Could you reproduce each of the entries below word for word?

[Stored records]
—————
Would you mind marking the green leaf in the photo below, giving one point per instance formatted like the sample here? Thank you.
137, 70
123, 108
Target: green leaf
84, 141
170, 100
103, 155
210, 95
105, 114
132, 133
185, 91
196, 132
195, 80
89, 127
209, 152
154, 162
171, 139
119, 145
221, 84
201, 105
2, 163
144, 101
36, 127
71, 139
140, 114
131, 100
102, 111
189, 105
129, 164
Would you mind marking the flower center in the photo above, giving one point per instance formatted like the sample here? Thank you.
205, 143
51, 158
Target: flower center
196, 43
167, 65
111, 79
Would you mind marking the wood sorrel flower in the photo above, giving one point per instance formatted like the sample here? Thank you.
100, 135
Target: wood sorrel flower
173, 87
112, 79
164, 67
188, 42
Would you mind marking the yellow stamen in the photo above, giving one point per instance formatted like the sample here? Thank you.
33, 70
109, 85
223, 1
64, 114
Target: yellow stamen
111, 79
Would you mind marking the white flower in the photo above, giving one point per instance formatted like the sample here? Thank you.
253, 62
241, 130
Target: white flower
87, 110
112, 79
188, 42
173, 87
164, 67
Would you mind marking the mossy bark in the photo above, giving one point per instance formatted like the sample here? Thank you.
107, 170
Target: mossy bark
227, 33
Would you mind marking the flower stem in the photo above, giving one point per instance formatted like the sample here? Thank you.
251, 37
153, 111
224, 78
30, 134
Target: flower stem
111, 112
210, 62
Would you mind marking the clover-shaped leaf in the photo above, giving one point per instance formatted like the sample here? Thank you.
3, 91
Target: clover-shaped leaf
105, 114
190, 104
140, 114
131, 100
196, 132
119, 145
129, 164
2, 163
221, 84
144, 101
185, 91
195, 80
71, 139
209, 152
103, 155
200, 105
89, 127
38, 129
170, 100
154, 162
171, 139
—————
Solution
Would you mind marking the green leaf in the photo below, giving one point per instance formatted like the sample here? Thank you.
137, 70
123, 108
Target: green leaf
84, 141
170, 100
103, 155
210, 95
105, 114
132, 133
185, 91
196, 132
195, 80
89, 127
209, 152
154, 162
171, 139
119, 145
221, 84
201, 105
2, 163
144, 101
36, 127
71, 139
140, 114
131, 100
102, 111
189, 105
129, 164
Would you mind marking the flower center in the photo above, giving one point per instance formatted like the sample here? Thank you.
205, 143
51, 158
Target: flower center
196, 43
167, 65
111, 79
Would you mind marking the wood sorrel flower in the photo above, giving one point per instance formatted like the sample here? Thank you.
100, 135
Target: wood sorrel flower
173, 87
112, 79
164, 67
188, 42
Would you mind marking the yellow stamen in the photo above, giving one point per instance formatted like the sample here? Thank you.
33, 70
109, 85
223, 1
64, 114
Target: yellow stamen
111, 79
Would you mind marking the white flower in the photo above, giving one point per instance formatted like the sample here? Thank you.
253, 62
241, 130
Target: white flower
87, 110
112, 79
188, 42
173, 87
164, 67
Would you mind marking the mossy bark in the photo above, giving one point per instance formatted like the sample here? Thank you.
107, 170
Target: mossy bark
227, 33
Would you mind marking the flower stem in the photo above, giving one point per instance formatted like the sample here? Thank you.
251, 37
153, 111
224, 78
30, 134
Target: flower stem
111, 112
210, 62
Would you mind marking the clover-shaped leaf in the photo above, giving one point per instance formatted like the sample here? Thank you.
3, 91
Target: clover-shaped leaf
105, 114
190, 104
140, 114
131, 100
196, 132
119, 145
129, 164
2, 163
221, 84
144, 101
185, 91
195, 80
71, 139
209, 152
103, 155
200, 105
89, 127
38, 129
170, 100
154, 162
171, 139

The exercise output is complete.